Article:
+-------+

Improve TT docs

Author: algofoogle

docs/info.md

@@ -9,36 +9,88 @@ You can also include images in this folder and reference them in the markdown. E
 
 ## Overview
 
+![tt08-vga-fun GDS layout](tt08-gds-doco-V2q.png)
 
+This is a mixed-signal design which is intended to drive an analog VGA display by producing analog colour signals (red, green, and blue) as well as digital HSYNC/VSYNC signals. It uses (roughly-designed) current steering DACs to hopefully produce analog outputs that can present an adequate RGB888 (24-bit) VGA image. A number of different test modes are available both for testing the performance of the design's DACs, as well as making simple pretty effects.

+-------+

Information provided:

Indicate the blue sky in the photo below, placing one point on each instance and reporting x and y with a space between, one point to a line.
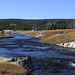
37 9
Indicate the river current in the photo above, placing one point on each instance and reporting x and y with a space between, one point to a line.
47 59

+-------+

Exercise tasks:
**A.** According to the documentation, what kind of DACs does the design use to produce its analog outputs?
**B.** Copy the stretch of the documentation from "docs/info.md" through "simple pretty effects.".

Solutions below:
**A.** It uses roughly-designed current steering DACs.

**B.**
docs/info.md

@@ -9,36 +9,88 @@ You can also include images in this folder and reference them in the markdown. E
 
 ## Overview
 
+![tt08-vga-fun GDS layout](tt08-gds-doco-V2q.png)
 
+This is a mixed-signal design which is intended to drive an analog VGA display by producing analog colour signals (red, green, and blue) as well as digital HSYNC/VSYNC signals. It uses (roughly-designed) current steering DACs to hopefully produce analog outputs that can present an adequate RGB888 (24-bit) VGA image. A number of different test modes are available both for testing the performance of the design's DACs, as well as making simple pretty effects.